What you are asked to do: Copy out all of the material below, including the labeling instructions, but shift every number in the SVG output by -100. This covers both the viewBox values and the path coordinates.

Available records:
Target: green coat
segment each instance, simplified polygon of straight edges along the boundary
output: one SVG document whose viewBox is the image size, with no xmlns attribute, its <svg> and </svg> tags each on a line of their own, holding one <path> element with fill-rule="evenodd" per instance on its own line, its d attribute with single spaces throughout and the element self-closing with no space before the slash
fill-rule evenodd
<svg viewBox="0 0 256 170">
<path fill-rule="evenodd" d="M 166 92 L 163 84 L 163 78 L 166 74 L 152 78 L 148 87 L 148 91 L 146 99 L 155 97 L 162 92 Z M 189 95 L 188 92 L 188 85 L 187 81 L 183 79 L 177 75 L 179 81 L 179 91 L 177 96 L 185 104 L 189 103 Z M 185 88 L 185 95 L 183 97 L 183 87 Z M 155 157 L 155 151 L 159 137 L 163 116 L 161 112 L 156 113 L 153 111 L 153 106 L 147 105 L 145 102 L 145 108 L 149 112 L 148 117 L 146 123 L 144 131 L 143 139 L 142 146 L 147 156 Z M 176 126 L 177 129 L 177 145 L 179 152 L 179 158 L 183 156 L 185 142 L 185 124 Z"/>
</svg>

Correct response:
Target: green coat
segment each instance, simplified polygon of straight edges along the boundary
output: one SVG document whose viewBox is the image size, with no xmlns attribute, its <svg> and </svg> tags each on a line of their own, holding one <path> element with fill-rule="evenodd" per instance on its own line, its d attribute with single spaces throughout and the element self-closing with no space before the slash
fill-rule evenodd
<svg viewBox="-100 -100 156 70">
<path fill-rule="evenodd" d="M 66 -8 L 63 -16 L 63 -22 L 66 -26 L 52 -22 L 48 -13 L 48 -9 L 46 -1 L 55 -3 L 62 -8 Z M 89 -5 L 88 -8 L 88 -15 L 87 -19 L 83 -21 L 77 -25 L 79 -19 L 79 -9 L 77 -4 L 85 4 L 89 3 Z M 85 -12 L 85 -5 L 83 -3 L 83 -13 Z M 55 57 L 55 51 L 59 37 L 63 16 L 61 12 L 56 13 L 53 11 L 53 6 L 47 5 L 45 2 L 45 8 L 49 12 L 48 17 L 46 23 L 44 31 L 43 39 L 42 46 L 47 56 Z M 76 26 L 77 29 L 77 45 L 79 52 L 79 58 L 83 56 L 85 42 L 85 24 Z"/>
</svg>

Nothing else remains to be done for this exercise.